◆ **WORK TASK**: Pictures do not belong in the copy, so please give every entry below again exactly.

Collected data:
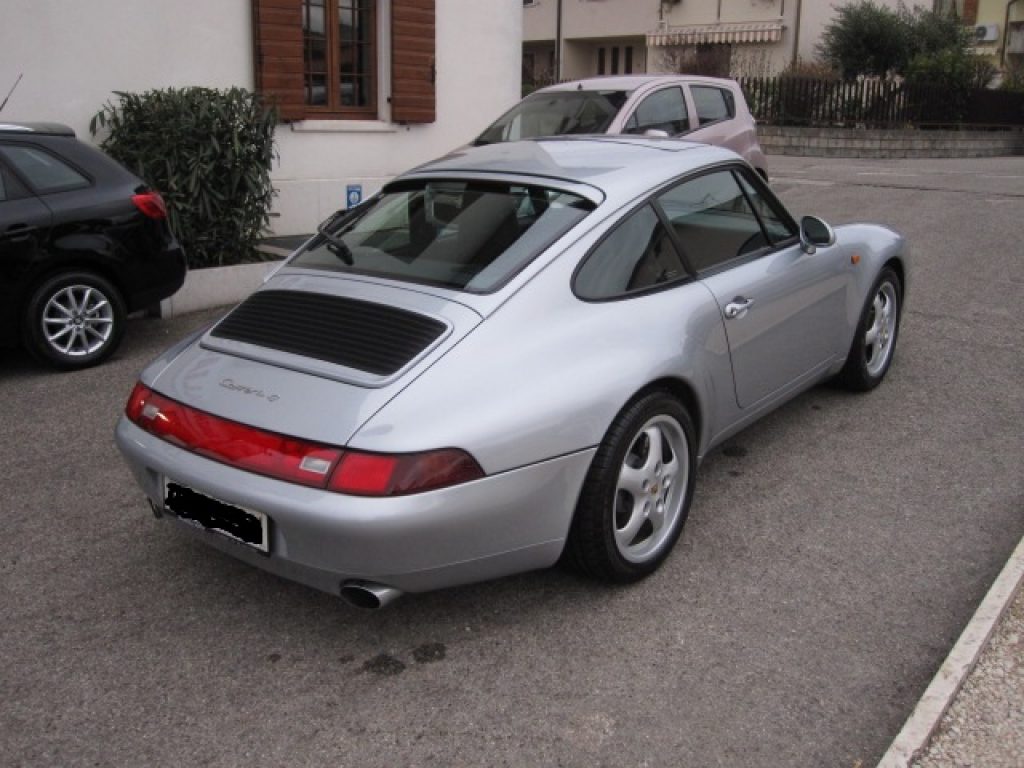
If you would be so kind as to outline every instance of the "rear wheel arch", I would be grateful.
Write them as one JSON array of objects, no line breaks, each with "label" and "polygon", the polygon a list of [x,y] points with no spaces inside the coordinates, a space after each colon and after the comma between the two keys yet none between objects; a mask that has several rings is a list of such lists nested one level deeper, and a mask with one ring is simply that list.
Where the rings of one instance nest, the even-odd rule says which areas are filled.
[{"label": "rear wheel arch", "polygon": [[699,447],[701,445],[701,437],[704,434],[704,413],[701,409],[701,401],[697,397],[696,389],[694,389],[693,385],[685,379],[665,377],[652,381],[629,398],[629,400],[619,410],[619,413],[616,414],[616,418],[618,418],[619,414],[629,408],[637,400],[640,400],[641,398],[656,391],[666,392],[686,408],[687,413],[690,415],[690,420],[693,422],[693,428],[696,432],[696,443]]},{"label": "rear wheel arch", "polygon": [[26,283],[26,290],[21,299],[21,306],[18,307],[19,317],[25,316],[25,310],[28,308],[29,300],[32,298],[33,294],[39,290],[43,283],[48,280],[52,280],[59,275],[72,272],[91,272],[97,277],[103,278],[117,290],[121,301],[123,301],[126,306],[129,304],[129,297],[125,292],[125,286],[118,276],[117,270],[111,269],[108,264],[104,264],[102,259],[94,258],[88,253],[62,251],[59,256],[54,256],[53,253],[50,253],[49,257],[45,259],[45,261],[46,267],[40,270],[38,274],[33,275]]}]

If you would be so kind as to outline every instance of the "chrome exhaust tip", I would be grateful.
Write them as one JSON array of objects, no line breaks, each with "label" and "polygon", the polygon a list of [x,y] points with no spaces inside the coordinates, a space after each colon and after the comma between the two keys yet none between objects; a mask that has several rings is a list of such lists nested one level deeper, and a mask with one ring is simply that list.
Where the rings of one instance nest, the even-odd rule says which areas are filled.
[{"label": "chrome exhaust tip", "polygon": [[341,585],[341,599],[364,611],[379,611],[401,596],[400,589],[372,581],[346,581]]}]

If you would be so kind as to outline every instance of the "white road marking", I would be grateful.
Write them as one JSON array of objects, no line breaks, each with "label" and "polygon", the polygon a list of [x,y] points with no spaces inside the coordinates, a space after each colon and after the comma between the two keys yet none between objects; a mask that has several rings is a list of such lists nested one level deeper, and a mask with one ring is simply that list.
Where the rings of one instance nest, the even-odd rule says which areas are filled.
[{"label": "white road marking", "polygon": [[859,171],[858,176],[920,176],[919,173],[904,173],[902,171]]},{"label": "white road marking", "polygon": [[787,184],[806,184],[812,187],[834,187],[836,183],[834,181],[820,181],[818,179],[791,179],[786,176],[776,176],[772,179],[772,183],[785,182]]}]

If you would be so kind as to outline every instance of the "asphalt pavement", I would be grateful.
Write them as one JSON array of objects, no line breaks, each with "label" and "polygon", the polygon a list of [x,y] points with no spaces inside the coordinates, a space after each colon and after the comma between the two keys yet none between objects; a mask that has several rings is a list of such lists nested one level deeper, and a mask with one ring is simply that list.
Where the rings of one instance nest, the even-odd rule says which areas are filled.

◆ **SOLUTION**:
If you would be so kind as to outline every instance of the "rear wheel arch", I would be grateful.
Write them as one JSON array of objects, no line breaks, each with "label" and "polygon", the polygon a list of [x,y] points with no spaces inside the coordinates, a space after each colon and after the comma between the two keys yet none between objects; a mask that has several rings is a list of such lists nested one level deeper, and a mask with one ring is simply that list.
Where the rings of one instance nest, the even-odd rule says which areas are filled.
[{"label": "rear wheel arch", "polygon": [[699,447],[701,445],[701,437],[704,434],[704,413],[701,409],[701,401],[697,397],[696,389],[694,389],[693,385],[685,379],[665,377],[652,381],[629,398],[629,400],[619,410],[619,413],[616,414],[616,418],[618,418],[619,414],[629,408],[637,400],[640,400],[641,398],[656,391],[666,392],[686,408],[687,413],[690,415],[690,420],[693,422],[693,428],[696,432],[696,443]]},{"label": "rear wheel arch", "polygon": [[26,283],[26,290],[21,299],[21,306],[18,307],[19,317],[25,316],[25,310],[28,308],[29,300],[32,298],[33,294],[39,290],[43,283],[48,280],[52,280],[59,275],[72,272],[91,272],[97,277],[103,278],[117,290],[121,301],[123,301],[126,306],[129,304],[129,297],[125,292],[125,286],[118,276],[117,270],[111,269],[108,264],[104,264],[102,259],[94,258],[88,253],[62,251],[59,256],[54,256],[53,253],[50,253],[49,257],[45,259],[45,261],[46,267],[40,270],[38,274],[33,275]]}]

If you would be so kind as to outline every instance of the "chrome exhaust tip", I would be grateful.
Write them as one JSON array of objects, no line breaks, each with "label" and "polygon", the polygon a list of [x,y] points with no spaces inside the coordinates, a space after each colon and after the comma between the two keys yet none between objects; a mask that has several rings is a list of such lists nested one level deeper, and a mask with one ring is simply that list.
Where the rings of one instance nest, the even-odd rule says which areas are filled.
[{"label": "chrome exhaust tip", "polygon": [[341,585],[341,599],[364,611],[379,611],[401,596],[400,589],[372,581],[346,581]]}]

If you would be so kind as to outline every instance of the "white road marking", I would be grateful.
Write them as one JSON array of objects, no line breaks, each with "label" and "polygon", the polygon a list of [x,y] points with no spaces inside the coordinates, a space after each colon and after the comma between the two keys yet none between objects; a mask that has several rings is a list of such lists nested one level deeper, and a mask with one ring is simply that list.
Where the rings of one instance nest, the even-odd rule says which areas are filled.
[{"label": "white road marking", "polygon": [[859,171],[858,176],[920,176],[919,173],[904,173],[902,171]]},{"label": "white road marking", "polygon": [[787,184],[806,184],[812,187],[834,187],[836,183],[834,181],[820,181],[818,179],[791,179],[786,176],[776,176],[772,179],[772,183],[785,182]]}]

If you would be so kind as to outline every instance of the "asphalt pavement", I would be grateful.
Write them as one JSON array of objects, no line breaks, each with "label" and "polygon", the polygon a list of [x,y] points with no spaces inside the coordinates, a space after each colon and after the comma between the two keys yet none between objects; a mask that has several rings is a list of such lists nested one level deeper, and a mask with one ring is simply that list.
Where the rings of one instance nest, the even-odd rule says which areas are filled.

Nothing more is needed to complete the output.